A word-for-word copy of the data, pictures excluded, is what this task asks for.

EXERCISE DATA: Begin

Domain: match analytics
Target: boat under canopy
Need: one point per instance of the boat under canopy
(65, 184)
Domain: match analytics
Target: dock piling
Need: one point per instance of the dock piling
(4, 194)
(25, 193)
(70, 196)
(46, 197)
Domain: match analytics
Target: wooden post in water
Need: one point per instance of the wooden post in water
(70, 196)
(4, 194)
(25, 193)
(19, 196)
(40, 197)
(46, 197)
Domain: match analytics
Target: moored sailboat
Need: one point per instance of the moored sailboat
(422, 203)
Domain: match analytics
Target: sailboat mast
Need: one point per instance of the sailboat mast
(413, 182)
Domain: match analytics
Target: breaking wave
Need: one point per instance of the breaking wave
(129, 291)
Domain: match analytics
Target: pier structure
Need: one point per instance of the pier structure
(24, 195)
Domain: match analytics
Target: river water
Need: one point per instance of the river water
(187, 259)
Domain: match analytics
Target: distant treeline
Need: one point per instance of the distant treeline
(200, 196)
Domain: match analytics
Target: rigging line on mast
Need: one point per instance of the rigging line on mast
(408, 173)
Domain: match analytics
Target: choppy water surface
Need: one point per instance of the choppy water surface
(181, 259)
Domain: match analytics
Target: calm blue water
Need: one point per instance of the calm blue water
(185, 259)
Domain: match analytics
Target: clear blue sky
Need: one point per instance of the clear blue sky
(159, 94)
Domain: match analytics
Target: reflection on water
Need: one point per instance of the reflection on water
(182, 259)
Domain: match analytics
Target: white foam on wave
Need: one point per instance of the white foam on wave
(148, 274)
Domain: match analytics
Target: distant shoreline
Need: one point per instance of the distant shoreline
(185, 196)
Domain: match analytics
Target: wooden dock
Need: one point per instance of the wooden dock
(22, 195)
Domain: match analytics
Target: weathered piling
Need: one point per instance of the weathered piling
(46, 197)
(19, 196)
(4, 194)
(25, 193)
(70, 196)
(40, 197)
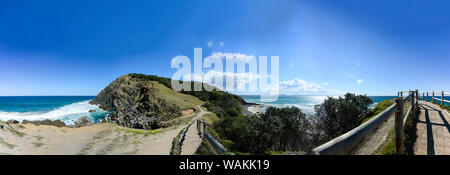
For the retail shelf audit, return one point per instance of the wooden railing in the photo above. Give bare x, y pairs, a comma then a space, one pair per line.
345, 143
400, 119
203, 132
442, 100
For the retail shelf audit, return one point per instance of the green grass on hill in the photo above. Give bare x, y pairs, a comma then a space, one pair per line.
378, 109
181, 100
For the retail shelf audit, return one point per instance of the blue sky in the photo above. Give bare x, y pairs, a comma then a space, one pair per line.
78, 47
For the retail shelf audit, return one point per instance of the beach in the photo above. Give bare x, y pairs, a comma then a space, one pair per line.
97, 139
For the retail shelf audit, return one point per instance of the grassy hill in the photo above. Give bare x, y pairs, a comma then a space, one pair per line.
181, 100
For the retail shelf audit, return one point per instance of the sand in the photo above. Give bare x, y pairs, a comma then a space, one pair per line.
251, 109
97, 139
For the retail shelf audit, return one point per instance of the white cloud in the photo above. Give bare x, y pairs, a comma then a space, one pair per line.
302, 87
237, 56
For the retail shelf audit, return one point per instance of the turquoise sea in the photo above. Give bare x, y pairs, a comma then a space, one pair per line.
304, 102
70, 108
66, 108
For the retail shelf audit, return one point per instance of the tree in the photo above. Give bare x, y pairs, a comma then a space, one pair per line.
336, 116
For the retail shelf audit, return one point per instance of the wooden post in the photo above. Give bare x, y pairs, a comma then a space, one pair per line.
198, 128
413, 103
398, 126
204, 128
417, 95
432, 98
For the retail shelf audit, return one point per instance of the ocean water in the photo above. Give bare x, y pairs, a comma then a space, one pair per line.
66, 108
305, 103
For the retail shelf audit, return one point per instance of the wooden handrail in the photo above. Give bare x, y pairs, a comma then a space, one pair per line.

EXERCISE DATA: End

(ANSWER TO THIS PROBLEM):
Domain: match analytics
Target: boat under canopy
Need: one point per instance of the boat under canopy
(65, 184)
Domain: match analytics
Target: dock piling
Need: one point per instance of the dock piling
(4, 194)
(25, 193)
(70, 196)
(46, 197)
Domain: match analytics
Target: wooden post in water
Need: one point per instance of the wooden post in water
(70, 196)
(4, 194)
(25, 193)
(19, 196)
(40, 197)
(46, 197)
Domain: match analytics
Target: moored sailboat
Need: one point per instance of the moored sailboat
(422, 203)
Domain: match analytics
Target: sailboat mast
Need: one point per instance of the sailboat mast
(413, 182)
Domain: match analytics
Target: breaking wave
Need: one point per instance of the breaking wave
(129, 291)
Domain: match analytics
Target: pier structure
Need: one point per instance of the pier structure
(24, 195)
Domain: match analytics
Target: river water
Need: one point per instance of the river water
(187, 259)
Domain: match analytics
Target: distant treeline
Need: one point per instance of the distant treeline
(200, 196)
Domain: match analytics
Target: rigging line on mast
Need: one point per instance of the rigging line on mast
(408, 173)
Domain: match analytics
Target: choppy water surface
Need: one point per instance of the choppy water surface
(181, 259)
Domain: match analytics
Target: calm blue water
Need: one point per instance of the calm blue water
(185, 259)
Domain: match analytics
Target: clear blue sky
Need: one point per instance of the clear blue sky
(159, 94)
Domain: match analytics
Target: reflection on water
Need: one point per instance of the reflection on water
(182, 259)
Domain: match analytics
Target: white foam on wave
Need: one point per instance of the white foam on wave
(148, 274)
Domain: match analytics
Target: distant shoreline
Need: one point per instance of the distant shoreline
(185, 196)
Domain: match analytics
Target: wooden dock
Need: one point per instance of the wooden dock
(22, 195)
Domain: match analytics
Target: weathered piling
Need: one point per instance of the weathered piling
(46, 197)
(19, 196)
(4, 194)
(25, 193)
(70, 196)
(40, 197)
For the retail shelf audit, return one point per instance of the wooden railing in the photo above. Give bare x, y pairs, a comma then a space, one pair per line.
345, 143
400, 119
203, 132
442, 100
For the retail shelf audit, return one point per instance of the green grass on hill in the photo above. Give bare x, y pairs, a comma then a space, one pair per line.
378, 109
181, 100
For the retail shelf audit, return one point per instance of the blue sky in the photo above. Give bare x, y pairs, a comma then a space, one pair per line.
78, 47
For the retail shelf audit, return one point per instance of the beach in the photo above. Give bare x, y pairs, a comma then a space, one pair per line.
97, 139
For the retail shelf audit, return one point per instance of the grassy hill in the photo above. Give bare x, y pairs, a comma then a space, one pair per line.
181, 100
For the retail shelf audit, return one point per instance of the sand in the photo above. Give bare x, y pairs, a comma then a space, one pair per line.
251, 109
97, 139
For the retail shelf audit, return one point per instance of the white cloud in the photo above. Give bare x, y pairs, a comma then a space, one pair per line.
302, 87
237, 56
For the retail shelf audit, return one point per instance of the turquoise sea in the photo above. Give bare x, y pairs, a comma then a space, one pair per line.
304, 102
70, 108
66, 108
For the retail shelf audit, return one point per instance of the tree in the photo above. Give bare x, y pairs, a comma then a space, one pair per line.
336, 116
For the retail shelf audit, return one point per instance of the wooden post in the photo above. Give bare x, y pairs, a comma then a space, one pair per line.
198, 128
413, 103
398, 126
204, 128
417, 95
432, 98
For the retail shelf audit, return one point per instance of the ocean water in the photo above. Give bare x, y pairs, a comma then a space, one pair per line.
66, 108
305, 103
For the retail shelf audit, return one point per instance of the wooden handrail in the photo above. Give bare x, y pairs, a comma then a space, one pair per line.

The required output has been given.